[Records from a dataset]
══════════════════════════════
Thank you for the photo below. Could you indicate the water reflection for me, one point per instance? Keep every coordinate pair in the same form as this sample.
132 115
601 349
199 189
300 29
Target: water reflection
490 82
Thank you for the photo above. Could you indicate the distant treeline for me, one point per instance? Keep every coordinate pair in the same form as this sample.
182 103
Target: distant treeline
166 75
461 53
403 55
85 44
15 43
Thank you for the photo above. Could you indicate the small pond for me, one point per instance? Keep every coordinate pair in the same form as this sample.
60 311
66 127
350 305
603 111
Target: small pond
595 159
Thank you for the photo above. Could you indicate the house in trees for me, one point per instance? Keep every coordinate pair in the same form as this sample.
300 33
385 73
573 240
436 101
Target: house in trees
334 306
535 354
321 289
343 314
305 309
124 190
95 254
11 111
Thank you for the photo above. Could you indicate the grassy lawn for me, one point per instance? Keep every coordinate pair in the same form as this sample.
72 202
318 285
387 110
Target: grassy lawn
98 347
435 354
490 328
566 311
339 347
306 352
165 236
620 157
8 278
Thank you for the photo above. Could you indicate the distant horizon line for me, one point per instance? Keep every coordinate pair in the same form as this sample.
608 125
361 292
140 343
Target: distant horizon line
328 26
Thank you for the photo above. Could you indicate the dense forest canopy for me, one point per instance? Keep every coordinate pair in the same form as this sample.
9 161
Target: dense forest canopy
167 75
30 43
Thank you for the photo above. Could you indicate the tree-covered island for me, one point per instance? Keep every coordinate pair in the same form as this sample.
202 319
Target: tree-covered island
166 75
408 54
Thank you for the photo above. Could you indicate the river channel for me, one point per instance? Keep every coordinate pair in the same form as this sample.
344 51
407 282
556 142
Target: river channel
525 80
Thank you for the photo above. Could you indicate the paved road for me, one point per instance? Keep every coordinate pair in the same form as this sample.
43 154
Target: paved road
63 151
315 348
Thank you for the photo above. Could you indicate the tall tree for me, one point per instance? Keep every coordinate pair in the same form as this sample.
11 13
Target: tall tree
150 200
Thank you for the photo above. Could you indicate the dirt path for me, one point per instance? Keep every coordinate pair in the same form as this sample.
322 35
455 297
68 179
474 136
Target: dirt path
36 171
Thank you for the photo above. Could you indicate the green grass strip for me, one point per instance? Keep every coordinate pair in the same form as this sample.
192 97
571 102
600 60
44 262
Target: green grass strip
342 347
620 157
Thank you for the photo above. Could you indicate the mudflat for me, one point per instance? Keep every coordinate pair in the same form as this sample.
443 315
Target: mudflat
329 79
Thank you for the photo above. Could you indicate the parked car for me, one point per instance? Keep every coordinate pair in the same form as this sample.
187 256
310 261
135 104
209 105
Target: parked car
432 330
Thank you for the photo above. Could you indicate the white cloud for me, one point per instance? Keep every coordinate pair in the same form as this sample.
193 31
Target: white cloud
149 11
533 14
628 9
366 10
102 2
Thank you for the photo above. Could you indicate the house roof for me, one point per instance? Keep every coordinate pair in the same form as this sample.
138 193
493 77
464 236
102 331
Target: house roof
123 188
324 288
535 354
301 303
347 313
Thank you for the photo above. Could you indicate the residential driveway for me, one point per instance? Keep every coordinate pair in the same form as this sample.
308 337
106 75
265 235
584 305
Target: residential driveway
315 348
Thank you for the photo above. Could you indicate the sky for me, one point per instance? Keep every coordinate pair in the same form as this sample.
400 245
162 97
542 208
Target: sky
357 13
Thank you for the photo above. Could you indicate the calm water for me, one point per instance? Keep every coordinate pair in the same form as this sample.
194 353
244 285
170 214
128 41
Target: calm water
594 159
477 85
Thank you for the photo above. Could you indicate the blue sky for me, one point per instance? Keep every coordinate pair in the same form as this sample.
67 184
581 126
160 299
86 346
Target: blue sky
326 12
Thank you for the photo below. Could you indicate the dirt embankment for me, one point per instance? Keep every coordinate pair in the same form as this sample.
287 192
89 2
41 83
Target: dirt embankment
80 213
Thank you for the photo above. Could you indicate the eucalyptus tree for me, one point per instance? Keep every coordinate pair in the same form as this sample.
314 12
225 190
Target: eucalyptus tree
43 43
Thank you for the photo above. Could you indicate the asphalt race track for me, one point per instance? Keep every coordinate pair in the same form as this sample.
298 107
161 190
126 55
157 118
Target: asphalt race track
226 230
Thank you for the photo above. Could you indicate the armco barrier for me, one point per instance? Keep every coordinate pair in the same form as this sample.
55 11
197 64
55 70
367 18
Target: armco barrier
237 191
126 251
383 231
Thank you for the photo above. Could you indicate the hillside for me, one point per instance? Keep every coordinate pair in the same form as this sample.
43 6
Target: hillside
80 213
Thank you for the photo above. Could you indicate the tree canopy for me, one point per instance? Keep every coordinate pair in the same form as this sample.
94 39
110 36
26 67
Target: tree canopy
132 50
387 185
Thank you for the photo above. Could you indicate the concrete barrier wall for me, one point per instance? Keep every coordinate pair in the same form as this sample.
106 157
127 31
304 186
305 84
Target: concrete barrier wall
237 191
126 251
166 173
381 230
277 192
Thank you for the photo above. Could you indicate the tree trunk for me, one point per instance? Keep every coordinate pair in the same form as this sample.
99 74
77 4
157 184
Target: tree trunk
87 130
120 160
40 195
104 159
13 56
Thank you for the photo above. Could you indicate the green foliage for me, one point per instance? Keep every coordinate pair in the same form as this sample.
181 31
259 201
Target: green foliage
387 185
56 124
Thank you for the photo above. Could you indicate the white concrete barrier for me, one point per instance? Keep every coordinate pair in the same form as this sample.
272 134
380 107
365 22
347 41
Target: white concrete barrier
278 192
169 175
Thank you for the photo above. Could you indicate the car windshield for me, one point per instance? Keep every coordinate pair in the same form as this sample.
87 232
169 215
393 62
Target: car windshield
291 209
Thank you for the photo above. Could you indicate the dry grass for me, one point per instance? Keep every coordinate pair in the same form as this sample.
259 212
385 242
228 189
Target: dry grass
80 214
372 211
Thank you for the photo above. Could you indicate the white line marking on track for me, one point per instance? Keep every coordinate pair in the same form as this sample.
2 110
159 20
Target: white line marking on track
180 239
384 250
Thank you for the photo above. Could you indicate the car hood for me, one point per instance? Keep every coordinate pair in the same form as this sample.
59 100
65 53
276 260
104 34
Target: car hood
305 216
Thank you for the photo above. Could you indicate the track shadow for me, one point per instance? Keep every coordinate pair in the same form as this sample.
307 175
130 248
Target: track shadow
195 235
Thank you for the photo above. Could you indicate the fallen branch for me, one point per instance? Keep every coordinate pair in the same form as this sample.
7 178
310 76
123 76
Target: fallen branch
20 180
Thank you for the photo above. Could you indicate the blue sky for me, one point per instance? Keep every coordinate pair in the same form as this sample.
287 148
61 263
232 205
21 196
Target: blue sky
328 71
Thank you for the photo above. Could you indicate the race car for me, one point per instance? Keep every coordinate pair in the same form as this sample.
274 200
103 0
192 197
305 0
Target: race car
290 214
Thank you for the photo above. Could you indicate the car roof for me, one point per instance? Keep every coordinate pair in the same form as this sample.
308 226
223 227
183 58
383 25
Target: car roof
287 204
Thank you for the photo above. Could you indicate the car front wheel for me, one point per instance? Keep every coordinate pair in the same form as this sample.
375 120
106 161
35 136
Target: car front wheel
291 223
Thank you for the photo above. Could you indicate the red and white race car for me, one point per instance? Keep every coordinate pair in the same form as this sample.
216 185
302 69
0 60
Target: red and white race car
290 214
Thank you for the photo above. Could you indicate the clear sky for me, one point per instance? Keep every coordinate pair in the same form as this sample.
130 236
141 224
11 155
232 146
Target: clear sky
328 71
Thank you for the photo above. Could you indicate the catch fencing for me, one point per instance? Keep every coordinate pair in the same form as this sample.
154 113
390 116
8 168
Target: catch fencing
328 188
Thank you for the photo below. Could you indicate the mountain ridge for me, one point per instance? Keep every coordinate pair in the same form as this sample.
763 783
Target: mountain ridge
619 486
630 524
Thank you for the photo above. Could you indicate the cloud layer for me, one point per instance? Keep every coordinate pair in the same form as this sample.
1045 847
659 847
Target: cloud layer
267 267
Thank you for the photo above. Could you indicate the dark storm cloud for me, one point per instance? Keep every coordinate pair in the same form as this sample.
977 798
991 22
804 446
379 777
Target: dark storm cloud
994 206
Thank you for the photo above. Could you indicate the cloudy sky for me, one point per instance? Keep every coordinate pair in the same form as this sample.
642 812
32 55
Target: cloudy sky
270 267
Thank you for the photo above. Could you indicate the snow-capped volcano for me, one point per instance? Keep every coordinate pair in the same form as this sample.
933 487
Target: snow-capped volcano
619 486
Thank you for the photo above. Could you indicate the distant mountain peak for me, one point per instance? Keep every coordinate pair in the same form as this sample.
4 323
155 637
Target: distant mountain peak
══════════════════════════════
Return exactly the lines from the one containing "Thank you for the photo above. Could you indicate the clear" to the last line of the data, and nothing more.

• [Completed exercise]
Thank you for the photo above. Could you indicate the clear sky for me, one point per instance? Keep every coordinate pair in the same form as this sample.
130 236
141 224
11 155
232 146
Target: clear sky
328 71
Thank you for the photo above. Could you indicate the catch fencing for me, one point per instance? Keep every coordinate pair in the same form as this sample.
154 113
390 116
8 168
Target: catch fencing
328 188
Thank you for the photo below. Could you indicate the mountain ridge for me, one point per instance? Keep every coordinate pair in the same form as this sample.
763 783
Target: mountain ridge
619 486
630 524
Thank you for the photo above. Could you indicate the cloud layer for me, one point per instance? Keep every coordinate pair in the same form as this sample.
1045 847
659 847
Target: cloud layer
267 267
Thank you for the photo above. Could you indicate the dark storm cloud for me, one point per instance? Keep every coordinate pair in the same form as this sample.
977 798
991 22
804 446
379 777
Target: dark storm cloud
994 206
Thank you for the photo above. Could you indicate the cloudy sky for me, one point per instance? Keep every coordinate pair in the same form as this sample.
642 812
32 55
Target: cloudy sky
270 267
Thank you for the photo above. Could you indicate the snow-capped volcano for me, one point per instance? Keep every coordinate pair in the same form as this sample.
933 487
Target: snow-capped volcano
619 486
Thank you for the photo above. Could you indicate the distant mountain peak for me, one point per instance? Keep every coordinate pair in the same form as this sample.
4 323
155 637
Target: distant mountain peak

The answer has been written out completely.